> [Excerpt to read]:
______

George Kennan: A Study of Character, John Lukacs, Yale University Press, 207 pages

George F. Kennan (1904-2005) was and remains best known for the doctrine of containment. He was the man of the hour in 1947, when Foreign Affairs published “The Sources of Soviet Conduct” under the byline “X.” His authorship of the essay, which heralded a sea change in America’s posture toward the Soviet Union, didn’t remain secret for long. He had become, in what is now his almost inescapable epithet, “the architect of the Cold War.” Four years later, Truman crowned Kennan’s career by naming him ambassador to the USSR.

Well before this, Kennan had a distinguished record in the Foreign Service: he had been part of the first staff at the U.S. Embassy in Moscow in the ’30s and served as deputy head of mission there from 1944-46. In the interim, he had been assigned to the U.S. Embassy in Berlin, where he was interned for six months after Germany declared war on the United States; in that crisis, he became de facto leader of the detained American diplomats. His “Long Telegram” from Moscow in 1946, which became the basis for “The Sources of Soviet Conduct,” laid the cornerstone for America’s Cold War strategy. After his return to the States in 1947, he became head of the State Department’s Policy Planning Staff, with a hand in (among other things) the crafting the Marshall Plan. All this, and still more than half his life lay ahead of him.

In the 42 years between his last diplomatic post, as ambassador to Yugoslavia from 1961-63, and his death, Kennan traveled, lectured, studied, and wrote—he wrote millions of words, in fact, for the public, for friends, and for himself: essays, books, letters, diaries. And his output had been hardly less prodigious during his years of government service. So copious are his literary remains, warns John Lukacs, that any future biographer will be overwhelmed. In his Study of Character, Lukacs himself has not attempted to give us a complete lexicon of Kennan’s life; instead he has provided in this short book a Rosetta Stone with which to decipher the true character of the man and his thought amid the litter of slogans and hype that muddies public discourse.


We can’t fail to have a better understanding of Kennan’s thinking in years to come—if only because he is so widely misunderstood today. Containment, for example, was never meant to be a military doctrine, still less a game of nuclear brinksmanship. “This readiness to use nuclear arms,” he wrote with uncharacteristic vehemence in “A Christian’s View of the Arms Race,” “is nothing less than a presumption, a blasphemy, an indignity—an indignity of monstrous dimensions—offered to God!” Nor was Kennan himself a right-wing Cold Warrior turned lefty peacenik. He recognized the distinct evils of communism and Russian nationalism from the beginning. But he didn’t let those evils blind him to the danger of overreaction at home: “I tremble when I see this attempt to make a semi-religious cult out of emotional-political currents of the moment,” he said of anticommunism in an address at the University of Notre Dame in 1953.

That appeal to reason at the height of the McCarthy era was, in Lukacs’s estimation, one of Kennan’s greatest moments; indeed, Lukacs reprints the entirety of that speech as an appendix to this book. Like Kennan, Lukacs was an anti-anticommunist yet not at all a man of the Left. A Hungarian refugee from communism, Lukacs has nonetheless always lambasted the nationalist fevers of the American Right. He is an able and sympathetic expositor of Kennan, a friend with whom he corresponded for some 50 years. (A decade ago, Lukacs published a collection of their letters dealing with the dawn of the Cold War as George F. Kennan and the Origins of Containment 1944-1946: The Kennan-Lukacs Correspondence.)

______

> [Recorded data]:
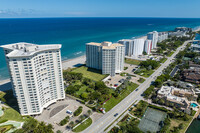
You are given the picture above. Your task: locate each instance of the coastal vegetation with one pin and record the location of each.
(64, 121)
(78, 111)
(120, 94)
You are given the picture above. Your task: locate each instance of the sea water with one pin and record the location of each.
(73, 33)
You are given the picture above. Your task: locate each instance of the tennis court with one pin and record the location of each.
(151, 119)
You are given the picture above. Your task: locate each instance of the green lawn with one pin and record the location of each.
(175, 123)
(11, 114)
(90, 73)
(132, 61)
(141, 80)
(83, 126)
(114, 101)
(4, 129)
(163, 60)
(146, 73)
(170, 54)
(81, 90)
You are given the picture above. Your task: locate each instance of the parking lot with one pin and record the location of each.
(57, 112)
(117, 80)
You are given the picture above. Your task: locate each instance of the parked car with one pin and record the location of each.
(69, 112)
(115, 114)
(115, 85)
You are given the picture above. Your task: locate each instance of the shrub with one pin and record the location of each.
(78, 111)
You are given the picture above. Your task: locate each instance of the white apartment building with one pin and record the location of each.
(36, 75)
(138, 47)
(147, 46)
(128, 43)
(153, 36)
(133, 47)
(106, 56)
(162, 36)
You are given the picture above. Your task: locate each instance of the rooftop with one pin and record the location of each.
(105, 44)
(23, 49)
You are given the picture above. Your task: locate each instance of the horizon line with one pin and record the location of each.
(95, 17)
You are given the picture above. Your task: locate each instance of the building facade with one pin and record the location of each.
(138, 47)
(153, 36)
(36, 75)
(105, 56)
(162, 36)
(128, 43)
(147, 46)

______

> [Problems]:
**a)** Answer these questions using the review of the Lukacs book on George Kennan:
(i) In what year did Foreign Affairs publish "The Sources of Soviet Conduct"?
(ii) For how long was Kennan interned after Germany declared war on the United States?
(iii) For roughly how many years did Lukacs correspond with Kennan?
**b)** Resume the review of the Lukacs book on George Kennan, picking up after its final sentence.

> [Exercise answers]:
**a)**
(i) 1947
(ii) Six months
(iii) Some 50 years

**b)**
Their few points of disagreement should sharpen readers’ appreciation of both men’s thoughts: Lukacs agrees with Kennan that Truman’s hardened stance against the Soviet Union was, if anything, late rather than premature, but nonetheless believes that the U.S. had to make a close ally of Stalin during World War II. Kennan, by contrast, held that the U.S. was right to help the USSR against Germany militarily, but should not have extended anything like moral friendship. (What’s the difference? Think of T.S. Eliot, no leftist, scotching the British publication of George Orwell’s Animal Farm by Faber and Faber in 1944 lest Uncle Joe take offense—not that Lukacs would have behaved so shabbily.) And Kennan, unlike Lukacs, would not have advised the U.S. to get involved in the European war before Germany declared war on it, though he later acknowledged that the Holocaust would have been reason enough to intervene. Kennan’s example belies the impression to which Lukacs’s writing sometimes gives rise—that all opponents of the war were strident Anglophobic nationalists who afterwards became staunch anticommunists.

Lukacs sketches his subject’s life and career succinctly and effectively; his book serves as a marvelous introduction to Kennan. But that is not its objective: this volume really is a study in character, “and by ‘character,’” writes Lukacs, “I mean [Kennan’s] conscious decisions, choices, acts and words, but nothing of his—so-called—subconscious; that is, no attributions of psychoanalytic categories, no ham-handed projections or propositions of secret or hidden motives.” The author wants to communicate as much as possible the demonstrated essence of this man who, he writes, “not only represented but incarnated some of the best and finest traits of American character” and to teach us not only that we ought to read Kennan but, more importantly, how to read him. As Lukacs is (a bit too) fond of saying—does he advert to this quote from Burckhardt in each of his 28 books? —bisogna saper leggere, “You must know how to read.”


That lesson begins with what we know of Kennan’s childhood, his “Lonely Youth” as Lukacs calls it, in Wisconsin, followed by his hardly gregarious college days at Princeton. He remained a steady, sober youth even after joining the Foreign Service in 1925. In life as in his writing, he had from the start a “curious combination of serious restraint and nervous energy.” The latter showed through, at intervals, in the frustration he expressed at seeing his advice go unheeded, his memos to superiors unread or un-followed. Lukacs gives several examples of policy essays almost as significant as his “Long Telegram” (although Lukacs may be exaggerating here) that met with neglect. Kennan himself wrote in his memoirs that he thought most of these memoranda ultimately did have an effect—albeit after a delay of two years or so.

His frustration boiled over one day in 1952, five months after he had become ambassador to the USSR, when a London reporter asked him how much contact American diplomats had with the Russian people. Kennan, reports Lukacs, “said that his isolation enforced in Moscow was comparable to how he was interned in Nazi Germany in 1941-42 after the declaration of war.” It was the end of his ambassadorship—the Soviets declared him persona non grata and did not even allow him to return to Russia to pick up his family, who were left to vacate the diplomatic residence without him.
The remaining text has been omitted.